TASK REQUIREMENTS |
a – Answer these questions about the document text, marking each answer (i), (ii) or (iii):
(i) What value should Run64BitRuntime be set to?
(ii) Which package protection level does the text recommend?
(iii) Which statement does the "fast load" option use internally?
b – Can you rewrite the part of the listing that opens with the line containing "Question: locate the curb" and runs through the end of the listing, replacing "instance" with "occurrence" and keeping everything else unchanged?

***** DOCUMENT TEXT

Excel source and 64-bit runtime

Excel Source or Excel Connection manager works only with the 32-bit runtime. Whenever a package that uses Excel Source is enabled for 64-bit runtime (by default, this is enabled), it will fail on the production server using the 64-bit runtime. Go to solution property pages debugging and set Run64BitRuntime to FALSE.

On failure of a component, stop / continue the execution with the next component

When a component fails, the property failParentonFailure can be effectively used either to stop the package execution or continue with the next component execution in the sequence container. The constraint value connecting the components in the sequence should be set to “Completion”. Also the failParentonFailure property should be set to FALSE.

Protection

To avoid most of the package deployment error from one system to other, set the package protection level to ‘DontSaveSensitive’

Copy pasting script component

Once you copy-paste a script component and execute the package, it may fail. As a work-around, open the script editor of the pasted script component, save the script and then execute the package.

Configuration filter – Use as a filter

As a best practice use the package name as the configuration filter for all the configuration items that are specific to a package. This is typically useful when there are so many packages with package specific configuration items. Use a generic name for configuration items that are general to many packages.

Optimal use of configuration records

Avoid using the same configuration item recorded under different filter / object name. For e.g. there should be only one configuration record created if two packages are using the same connection string. This can be achieved by using the same name for the connection manager in both the packages. This is quite useful at the time of porting from one environment to other (like UAT to Prod).

Pulling High Volume data

Process of pulling high volume is represented in the following flowchart:

The recommendation is to consider dropping all indexes from the target tables if possible before inserting data especially when the volume inserts are high.

Effect of OLEDB Destination Settings

Certain settings with OLEDB destination will impact the performance of the data transfer. Let’s look at some of them:

Data Access Mode – This setting provides ‘fast load’ option, which internally uses BULK INSERT statement for uploading data into the destination table.

Keep Identity – By default this setting is unchecked which means the destination table (if it has an identity column) will create identity values on its own. On checking this setting, the dataflow engine will ensure that the source identity values are preserved and same value is inserted into the destination table.

**********
***** DATA SUPPLIED

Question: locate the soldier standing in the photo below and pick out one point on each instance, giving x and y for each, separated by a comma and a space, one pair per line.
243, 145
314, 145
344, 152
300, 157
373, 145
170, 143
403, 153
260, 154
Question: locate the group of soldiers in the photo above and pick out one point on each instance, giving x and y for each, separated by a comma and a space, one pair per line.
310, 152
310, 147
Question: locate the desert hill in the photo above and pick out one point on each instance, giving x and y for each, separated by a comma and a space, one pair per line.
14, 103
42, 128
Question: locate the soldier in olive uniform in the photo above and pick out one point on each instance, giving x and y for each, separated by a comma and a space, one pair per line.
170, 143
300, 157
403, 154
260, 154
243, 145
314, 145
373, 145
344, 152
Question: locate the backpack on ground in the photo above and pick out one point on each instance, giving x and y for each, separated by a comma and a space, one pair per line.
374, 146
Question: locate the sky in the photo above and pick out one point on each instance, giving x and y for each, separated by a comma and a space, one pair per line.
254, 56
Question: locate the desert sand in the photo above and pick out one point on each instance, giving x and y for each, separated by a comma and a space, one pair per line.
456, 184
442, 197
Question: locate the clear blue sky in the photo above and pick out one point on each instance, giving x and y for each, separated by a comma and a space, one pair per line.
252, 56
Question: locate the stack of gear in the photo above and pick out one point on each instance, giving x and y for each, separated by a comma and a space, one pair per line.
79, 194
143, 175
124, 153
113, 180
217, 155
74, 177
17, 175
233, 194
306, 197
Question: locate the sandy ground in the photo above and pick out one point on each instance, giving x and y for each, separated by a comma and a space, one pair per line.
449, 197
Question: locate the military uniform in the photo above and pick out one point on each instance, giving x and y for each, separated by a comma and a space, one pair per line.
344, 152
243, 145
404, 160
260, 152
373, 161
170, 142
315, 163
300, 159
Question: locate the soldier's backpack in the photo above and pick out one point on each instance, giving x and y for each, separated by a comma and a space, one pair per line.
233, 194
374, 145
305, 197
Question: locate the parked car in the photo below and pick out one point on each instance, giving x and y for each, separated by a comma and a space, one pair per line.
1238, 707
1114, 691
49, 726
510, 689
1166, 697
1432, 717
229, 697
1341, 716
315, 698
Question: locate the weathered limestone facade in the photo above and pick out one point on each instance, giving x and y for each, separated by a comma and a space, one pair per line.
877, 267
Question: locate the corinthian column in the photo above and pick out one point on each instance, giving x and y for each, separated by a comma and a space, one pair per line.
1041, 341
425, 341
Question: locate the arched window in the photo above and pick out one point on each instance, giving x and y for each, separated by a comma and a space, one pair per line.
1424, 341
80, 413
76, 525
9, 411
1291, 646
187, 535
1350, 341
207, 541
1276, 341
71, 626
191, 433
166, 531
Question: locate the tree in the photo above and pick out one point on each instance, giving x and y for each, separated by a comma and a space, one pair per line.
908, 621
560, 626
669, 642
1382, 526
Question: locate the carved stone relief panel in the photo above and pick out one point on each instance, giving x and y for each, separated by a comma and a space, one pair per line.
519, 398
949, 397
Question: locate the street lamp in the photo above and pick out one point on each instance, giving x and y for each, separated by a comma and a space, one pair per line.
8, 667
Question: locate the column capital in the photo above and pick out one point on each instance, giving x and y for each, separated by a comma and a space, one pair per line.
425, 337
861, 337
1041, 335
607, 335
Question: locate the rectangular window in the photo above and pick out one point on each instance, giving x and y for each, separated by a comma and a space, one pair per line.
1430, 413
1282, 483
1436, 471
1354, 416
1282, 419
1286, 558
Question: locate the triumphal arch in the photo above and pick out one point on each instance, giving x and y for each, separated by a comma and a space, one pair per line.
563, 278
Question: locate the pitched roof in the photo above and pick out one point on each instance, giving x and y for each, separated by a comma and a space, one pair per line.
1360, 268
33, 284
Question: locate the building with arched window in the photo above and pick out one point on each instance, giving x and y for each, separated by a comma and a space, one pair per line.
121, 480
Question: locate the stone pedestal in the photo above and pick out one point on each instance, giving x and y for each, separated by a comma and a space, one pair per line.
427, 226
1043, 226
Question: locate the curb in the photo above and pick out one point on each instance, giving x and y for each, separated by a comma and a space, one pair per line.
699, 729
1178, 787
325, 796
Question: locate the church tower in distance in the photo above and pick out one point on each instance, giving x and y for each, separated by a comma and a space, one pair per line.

**********

CORRECT ANSWERS |
a –
(i) FALSE
(ii) 'DontSaveSensitive'
(iii) BULK INSERT

b –
Question: locate the curb in the photo above and pick out one point on each occurrence, giving x and y for each, separated by a comma and a space, one pair per line.
699, 729
1178, 787
325, 796
Question: locate the church tower in distance in the photo above and pick out one point on each occurrence, giving x and y for each, separated by a comma and a space, one pair per line.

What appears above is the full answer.